The data below:

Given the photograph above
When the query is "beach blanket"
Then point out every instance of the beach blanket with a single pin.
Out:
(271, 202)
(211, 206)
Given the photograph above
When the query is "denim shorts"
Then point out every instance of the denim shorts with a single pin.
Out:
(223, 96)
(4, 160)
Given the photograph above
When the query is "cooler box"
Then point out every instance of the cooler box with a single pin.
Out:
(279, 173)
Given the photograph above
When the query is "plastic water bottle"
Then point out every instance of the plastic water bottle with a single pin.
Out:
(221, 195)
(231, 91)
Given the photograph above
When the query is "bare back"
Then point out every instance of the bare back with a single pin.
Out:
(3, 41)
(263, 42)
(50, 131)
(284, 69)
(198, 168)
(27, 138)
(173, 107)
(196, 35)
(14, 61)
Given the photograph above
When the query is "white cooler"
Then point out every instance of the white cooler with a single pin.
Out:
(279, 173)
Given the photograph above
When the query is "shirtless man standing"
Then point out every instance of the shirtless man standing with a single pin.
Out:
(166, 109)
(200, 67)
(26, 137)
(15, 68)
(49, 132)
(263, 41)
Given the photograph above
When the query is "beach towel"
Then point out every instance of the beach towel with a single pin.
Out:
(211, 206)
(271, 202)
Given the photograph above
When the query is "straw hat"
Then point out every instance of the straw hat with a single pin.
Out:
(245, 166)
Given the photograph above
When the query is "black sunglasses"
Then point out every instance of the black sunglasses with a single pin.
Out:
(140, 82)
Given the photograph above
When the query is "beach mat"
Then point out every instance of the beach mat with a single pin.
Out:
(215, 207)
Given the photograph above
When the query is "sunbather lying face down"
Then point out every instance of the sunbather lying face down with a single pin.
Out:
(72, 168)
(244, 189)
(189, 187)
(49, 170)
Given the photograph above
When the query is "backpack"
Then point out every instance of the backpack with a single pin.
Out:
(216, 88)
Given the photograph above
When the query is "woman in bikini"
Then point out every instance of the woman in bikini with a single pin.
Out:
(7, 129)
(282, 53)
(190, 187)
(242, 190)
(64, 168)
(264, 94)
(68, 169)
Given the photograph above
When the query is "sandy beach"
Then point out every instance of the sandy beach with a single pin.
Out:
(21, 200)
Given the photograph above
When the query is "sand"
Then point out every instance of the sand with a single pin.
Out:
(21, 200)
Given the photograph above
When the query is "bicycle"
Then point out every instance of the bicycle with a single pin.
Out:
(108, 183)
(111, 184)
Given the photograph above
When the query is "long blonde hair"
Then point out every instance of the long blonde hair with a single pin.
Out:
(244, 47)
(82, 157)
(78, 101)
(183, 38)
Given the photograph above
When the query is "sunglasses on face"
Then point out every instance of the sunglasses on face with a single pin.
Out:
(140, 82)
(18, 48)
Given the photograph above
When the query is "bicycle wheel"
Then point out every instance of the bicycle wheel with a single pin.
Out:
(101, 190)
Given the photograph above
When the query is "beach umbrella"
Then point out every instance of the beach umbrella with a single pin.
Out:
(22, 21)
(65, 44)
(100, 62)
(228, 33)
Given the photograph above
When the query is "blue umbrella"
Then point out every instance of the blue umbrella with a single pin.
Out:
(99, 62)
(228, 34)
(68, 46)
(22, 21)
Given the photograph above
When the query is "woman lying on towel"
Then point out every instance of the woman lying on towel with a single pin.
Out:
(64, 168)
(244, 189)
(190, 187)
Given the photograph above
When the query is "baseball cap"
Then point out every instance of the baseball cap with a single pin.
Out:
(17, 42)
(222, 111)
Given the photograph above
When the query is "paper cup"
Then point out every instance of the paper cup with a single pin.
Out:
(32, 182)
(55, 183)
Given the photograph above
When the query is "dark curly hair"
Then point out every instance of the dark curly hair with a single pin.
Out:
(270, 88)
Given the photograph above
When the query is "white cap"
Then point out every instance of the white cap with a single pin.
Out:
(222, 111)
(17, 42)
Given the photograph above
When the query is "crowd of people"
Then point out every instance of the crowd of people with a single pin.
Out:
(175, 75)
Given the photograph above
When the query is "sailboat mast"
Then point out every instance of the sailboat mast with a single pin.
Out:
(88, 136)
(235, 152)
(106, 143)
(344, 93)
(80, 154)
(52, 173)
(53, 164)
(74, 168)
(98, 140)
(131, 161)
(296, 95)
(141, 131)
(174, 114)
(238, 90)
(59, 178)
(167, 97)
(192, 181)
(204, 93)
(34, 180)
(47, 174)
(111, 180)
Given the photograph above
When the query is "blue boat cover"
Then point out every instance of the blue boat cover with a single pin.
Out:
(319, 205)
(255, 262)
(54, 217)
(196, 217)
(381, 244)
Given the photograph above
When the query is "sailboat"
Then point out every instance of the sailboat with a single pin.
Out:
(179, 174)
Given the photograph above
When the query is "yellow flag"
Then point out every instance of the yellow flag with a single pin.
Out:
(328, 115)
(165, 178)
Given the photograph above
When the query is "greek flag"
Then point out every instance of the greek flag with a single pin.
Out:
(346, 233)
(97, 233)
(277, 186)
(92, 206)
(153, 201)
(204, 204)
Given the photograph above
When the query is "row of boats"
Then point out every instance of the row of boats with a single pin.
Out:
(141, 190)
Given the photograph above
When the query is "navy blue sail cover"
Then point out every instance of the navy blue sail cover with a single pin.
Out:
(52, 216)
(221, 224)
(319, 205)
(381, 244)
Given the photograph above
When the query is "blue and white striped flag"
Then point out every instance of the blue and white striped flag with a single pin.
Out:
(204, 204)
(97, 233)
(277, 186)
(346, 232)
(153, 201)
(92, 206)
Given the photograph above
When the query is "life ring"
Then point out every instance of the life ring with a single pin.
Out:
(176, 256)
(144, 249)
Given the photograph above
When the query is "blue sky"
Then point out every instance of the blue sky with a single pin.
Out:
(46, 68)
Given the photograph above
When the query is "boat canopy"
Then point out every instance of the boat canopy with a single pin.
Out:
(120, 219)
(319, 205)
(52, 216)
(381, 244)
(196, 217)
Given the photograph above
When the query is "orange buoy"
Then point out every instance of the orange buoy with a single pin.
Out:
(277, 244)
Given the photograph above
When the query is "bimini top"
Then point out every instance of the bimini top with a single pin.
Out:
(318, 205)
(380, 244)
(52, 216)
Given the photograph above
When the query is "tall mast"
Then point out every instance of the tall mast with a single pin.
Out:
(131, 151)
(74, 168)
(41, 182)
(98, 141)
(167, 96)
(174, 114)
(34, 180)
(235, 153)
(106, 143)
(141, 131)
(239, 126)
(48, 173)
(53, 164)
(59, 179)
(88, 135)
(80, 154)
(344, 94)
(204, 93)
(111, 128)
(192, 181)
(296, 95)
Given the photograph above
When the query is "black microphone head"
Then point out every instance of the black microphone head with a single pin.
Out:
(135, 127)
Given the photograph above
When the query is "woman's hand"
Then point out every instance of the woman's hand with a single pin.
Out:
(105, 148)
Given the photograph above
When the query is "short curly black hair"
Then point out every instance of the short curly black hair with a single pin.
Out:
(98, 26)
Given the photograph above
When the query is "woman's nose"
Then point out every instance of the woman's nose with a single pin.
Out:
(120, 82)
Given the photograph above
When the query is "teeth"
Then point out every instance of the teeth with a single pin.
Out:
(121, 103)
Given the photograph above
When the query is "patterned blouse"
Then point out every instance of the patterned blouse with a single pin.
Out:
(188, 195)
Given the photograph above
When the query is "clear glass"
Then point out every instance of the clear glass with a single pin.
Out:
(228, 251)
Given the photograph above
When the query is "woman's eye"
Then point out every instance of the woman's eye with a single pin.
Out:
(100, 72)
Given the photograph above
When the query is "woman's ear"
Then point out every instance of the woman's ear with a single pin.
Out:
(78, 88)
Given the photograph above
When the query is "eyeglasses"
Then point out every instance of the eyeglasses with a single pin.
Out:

End of The data.

| Task to complete |
The answer is to be the complete listing, transcribed exactly.

| Your response |
Given the photograph above
When the query is "beach blanket"
Then point out every instance of the beach blanket with a single pin.
Out:
(271, 202)
(211, 206)
Given the photograph above
When the query is "denim shorts"
Then point out every instance of the denim shorts with a single pin.
Out:
(223, 96)
(4, 160)
Given the photograph above
When the query is "cooler box"
Then point out every instance of the cooler box with a single pin.
Out:
(279, 173)
Given the photograph above
When the query is "plastic water bottle"
Then point out every instance of the plastic water bottle with a single pin.
Out:
(221, 195)
(231, 91)
Given the photograph above
When the query is "bare back"
Then point out every instance of the bare back with a single pin.
Out:
(3, 41)
(263, 42)
(50, 131)
(284, 69)
(198, 168)
(27, 138)
(173, 107)
(196, 35)
(14, 61)
Given the photograph above
When the query is "white cooler"
Then point out every instance of the white cooler with a single pin.
Out:
(279, 173)
Given the photograph above
When the query is "shirtless man standing"
Then point out every instance of the shirtless man standing with a single pin.
Out:
(166, 109)
(200, 67)
(26, 137)
(15, 68)
(49, 132)
(263, 41)
Given the photograph above
When the query is "beach towel"
Then point out every instance of the beach towel with a single pin.
Out:
(211, 206)
(271, 202)
Given the photograph above
When the query is "straw hat"
Then point out every instance of the straw hat with a single pin.
Out:
(245, 166)
Given the photograph above
When the query is "black sunglasses"
Then point out every instance of the black sunglasses with a single pin.
Out:
(140, 82)
Given the photograph above
When the query is "beach mat"
Then point out every instance of the beach mat with a single pin.
Out:
(215, 207)
Given the photograph above
When the query is "sunbather lying face down"
Then point out every instance of the sunbather lying face down with a single pin.
Out:
(72, 168)
(244, 189)
(189, 187)
(49, 170)
Given the photograph above
When the query is "backpack"
Then point out every instance of the backpack with a single pin.
Out:
(216, 88)
Given the photograph above
When the query is "woman in bikini"
Then point out every instance of the woman in bikini with a single pin.
Out:
(7, 129)
(282, 53)
(190, 187)
(242, 190)
(64, 168)
(264, 94)
(68, 169)
Given the photograph above
When the query is "sandy beach"
Then point out every instance of the sandy beach with a single pin.
Out:
(21, 200)
Given the photograph above
When the query is "sand"
Then point out every instance of the sand with a single pin.
Out:
(21, 200)
Given the photograph above
When the query is "bicycle"
Then point out every instance of the bicycle with a single pin.
Out:
(108, 183)
(111, 184)
Given the photograph above
When the query is "long blonde hair"
Then point out every instance of the long blonde hair with a single pin.
Out:
(244, 47)
(82, 157)
(78, 101)
(183, 38)
Given the photograph above
When the query is "sunglasses on face"
Then point out every instance of the sunglasses on face with a single pin.
Out:
(140, 82)
(18, 48)
Given the photograph above
When the query is "bicycle wheel"
Then point out every instance of the bicycle wheel with a single pin.
Out:
(101, 190)
Given the photograph above
When the query is "beach umbrella"
Then point out every instance of the beach umbrella with a single pin.
Out:
(22, 21)
(65, 44)
(100, 62)
(228, 33)
Given the photograph above
When the query is "blue umbrella"
Then point out every instance of the blue umbrella with a single pin.
Out:
(99, 62)
(228, 34)
(68, 46)
(22, 21)
Given the photograph above
When the query is "woman lying on towel"
Then point out every instance of the woman lying on towel with a single pin.
Out:
(64, 168)
(244, 189)
(190, 187)
Given the photograph above
When the query is "baseball cap"
Then point out every instance of the baseball cap with a single pin.
Out:
(17, 42)
(222, 111)
Given the photograph above
When the query is "paper cup"
Then point out every instance of the paper cup with a single pin.
Out:
(32, 182)
(55, 183)
Given the photograph above
When the query is "dark curly hair"
Then point out every instance of the dark curly hair with a single pin.
Out:
(270, 88)
Given the photograph above
When the query is "white cap"
Then point out every instance of the white cap with a single pin.
Out:
(222, 111)
(17, 42)
Given the photograph above
When the query is "crowd of people"
Then point out every instance of the crowd of people with a single pin.
Out:
(175, 75)
Given the photograph above
When the query is "sailboat mast"
Then point out every instance of the sailboat mast with a single pin.
Out:
(88, 136)
(235, 152)
(106, 143)
(344, 93)
(80, 154)
(52, 173)
(53, 164)
(74, 168)
(98, 140)
(131, 161)
(296, 95)
(141, 131)
(174, 114)
(238, 90)
(59, 178)
(167, 97)
(192, 181)
(204, 93)
(34, 180)
(47, 174)
(111, 180)
Given the photograph above
When the query is "blue boat cover"
Then point out every instance of the blue boat cover with a single pin.
Out:
(319, 205)
(255, 262)
(54, 217)
(196, 217)
(381, 244)
Given the photograph above
When the query is "sailboat"
Then point out every instance of the sailboat with a single pin.
Out:
(179, 174)
Given the photograph above
When the query is "yellow flag"
Then point out every instance of the yellow flag with a single pin.
Out:
(328, 115)
(165, 178)
Given the photograph above
When the query is "greek flag"
Then point out every instance of the greek flag with a single pin.
Out:
(346, 233)
(97, 233)
(277, 186)
(92, 206)
(153, 201)
(204, 204)
Given the photograph above
When the query is "row of boats"
Then point out every instance of the row of boats with a single pin.
Out:
(141, 190)
Given the photograph above
When the query is "navy blue sail cover"
Then point out every instance of the navy blue sail cover with a single pin.
Out:
(52, 216)
(221, 224)
(319, 205)
(381, 244)
Given the photograph above
When the query is "blue and white striped flag"
Then point out every instance of the blue and white striped flag with a single pin.
Out:
(204, 204)
(97, 233)
(277, 186)
(346, 232)
(153, 201)
(92, 206)
Given the photograph above
When the query is "life ring"
Then point out every instance of the life ring with a single pin.
Out:
(176, 256)
(144, 249)
Given the photograph above
When the query is "blue sky"
Then point out every instance of the blue sky with a single pin.
Out:
(46, 68)
Given the photograph above
When the query is "boat canopy"
Then point out every instance of the boat canopy with a single pin.
Out:
(120, 219)
(319, 205)
(52, 216)
(381, 244)
(196, 217)
Given the photograph above
When the query is "orange buoy"
Then point out every instance of the orange buoy with a single pin.
Out:
(277, 244)
Given the photograph above
When the query is "bimini top"
Then point out every instance of the bimini top with a single pin.
Out:
(318, 205)
(380, 244)
(52, 216)
Given the photograph above
When the query is "tall mast"
Then point out every instance of the tall mast with a single pin.
Out:
(131, 151)
(74, 168)
(41, 182)
(98, 141)
(167, 96)
(174, 114)
(34, 180)
(235, 153)
(106, 143)
(141, 131)
(239, 126)
(48, 173)
(53, 164)
(59, 179)
(88, 135)
(80, 154)
(344, 94)
(204, 93)
(111, 128)
(192, 181)
(296, 95)
Given the photograph above
When the query is "black microphone head"
Then point out every instance of the black microphone head with a single pin.
Out:
(135, 127)
Given the photograph above
When the query is "woman's hand"
Then point out every instance of the woman's hand with a single pin.
Out:
(105, 148)
Given the photograph above
When the query is "short curly black hair"
Then point out every instance of the short curly black hair with a single pin.
Out:
(98, 26)
Given the photograph above
When the query is "woman's nose"
Then point out every instance of the woman's nose with a single pin.
Out:
(120, 82)
Given the photograph above
When the query is "teeth"
Then point out every instance of the teeth with a single pin.
Out:
(121, 103)
Given the photograph above
When the query is "patterned blouse"
Then point out every instance of the patterned blouse with a single pin.
Out:
(188, 195)
Given the photograph above
When the query is "clear glass"
Then point out every instance of the clear glass with a single pin.
Out:
(228, 251)
Given the photograph above
When the query is "woman's eye"
Then point out every instance of the woman's eye with a single pin.
Out:
(100, 72)
Given the photograph above
When the query is "woman's ear"
Then point out every instance of the woman's ear with a single pin.
Out:
(78, 88)
Given the photograph above
When the query is "eyeglasses"
Then point out every instance of the eyeglasses with a single pin.
Out:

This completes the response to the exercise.